Task brief:
Return, unchanged, the lines starting at the one that contains "of the thin" and ending at the one that contains "<point>791,458</point>", with both of those lines included.
'''
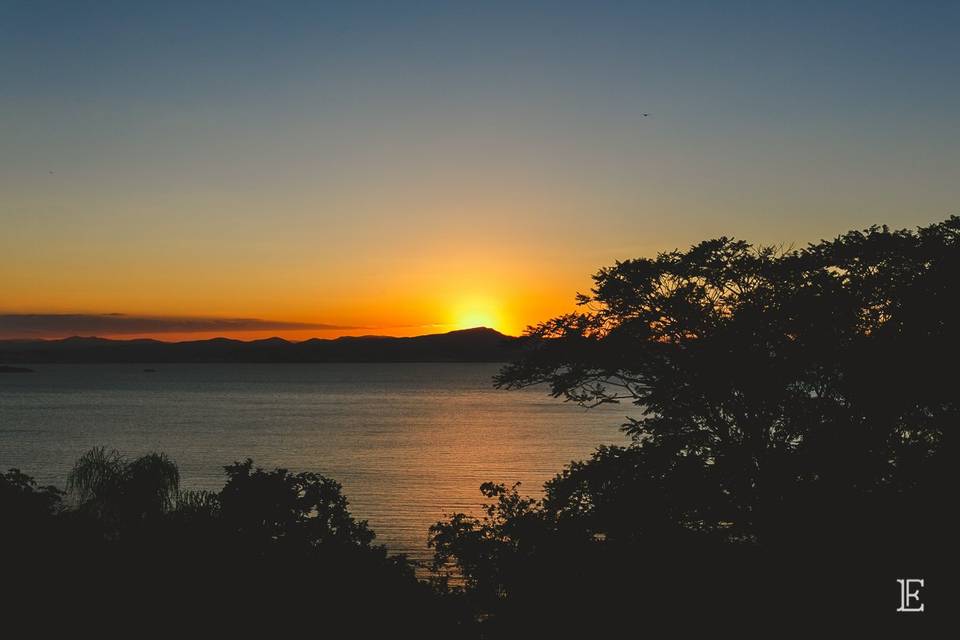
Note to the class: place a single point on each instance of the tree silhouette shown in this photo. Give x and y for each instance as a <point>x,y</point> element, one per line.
<point>794,431</point>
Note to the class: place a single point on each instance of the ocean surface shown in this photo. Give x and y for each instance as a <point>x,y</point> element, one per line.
<point>408,442</point>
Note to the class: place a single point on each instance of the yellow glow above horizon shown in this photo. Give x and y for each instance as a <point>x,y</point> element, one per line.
<point>478,312</point>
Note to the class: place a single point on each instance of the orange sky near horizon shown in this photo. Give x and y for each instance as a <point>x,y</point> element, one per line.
<point>397,170</point>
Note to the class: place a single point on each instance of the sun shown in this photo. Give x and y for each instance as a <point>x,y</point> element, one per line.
<point>477,313</point>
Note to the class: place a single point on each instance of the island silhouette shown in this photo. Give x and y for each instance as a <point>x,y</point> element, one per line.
<point>480,344</point>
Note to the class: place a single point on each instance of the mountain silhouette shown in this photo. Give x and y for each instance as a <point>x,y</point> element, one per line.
<point>480,344</point>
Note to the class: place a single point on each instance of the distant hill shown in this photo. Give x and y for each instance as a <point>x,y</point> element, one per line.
<point>470,345</point>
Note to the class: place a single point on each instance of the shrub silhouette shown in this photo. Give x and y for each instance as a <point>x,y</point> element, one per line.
<point>269,551</point>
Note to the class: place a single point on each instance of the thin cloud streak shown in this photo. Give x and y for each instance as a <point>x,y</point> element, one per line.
<point>39,325</point>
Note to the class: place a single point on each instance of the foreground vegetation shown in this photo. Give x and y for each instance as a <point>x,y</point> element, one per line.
<point>791,458</point>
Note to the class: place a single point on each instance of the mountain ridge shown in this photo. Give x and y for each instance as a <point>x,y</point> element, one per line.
<point>479,344</point>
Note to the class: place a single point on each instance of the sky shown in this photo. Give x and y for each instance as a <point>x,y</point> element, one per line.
<point>190,169</point>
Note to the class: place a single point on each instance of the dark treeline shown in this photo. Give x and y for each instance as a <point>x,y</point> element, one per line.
<point>792,456</point>
<point>272,550</point>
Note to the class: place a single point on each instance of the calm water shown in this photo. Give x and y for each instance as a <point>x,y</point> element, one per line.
<point>409,442</point>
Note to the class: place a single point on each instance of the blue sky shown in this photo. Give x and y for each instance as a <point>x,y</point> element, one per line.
'''
Output of the exercise:
Note to the class: place a single point on each instance of the thin cloud streak shown in this photo. Give x and y for each instance as a <point>x,y</point> element, one per line.
<point>39,325</point>
Note to the class: place a single point on each instance of the foreground vegetation shown in this photo. Give x and y for each instance as a <point>x,y</point> element, one per line.
<point>791,458</point>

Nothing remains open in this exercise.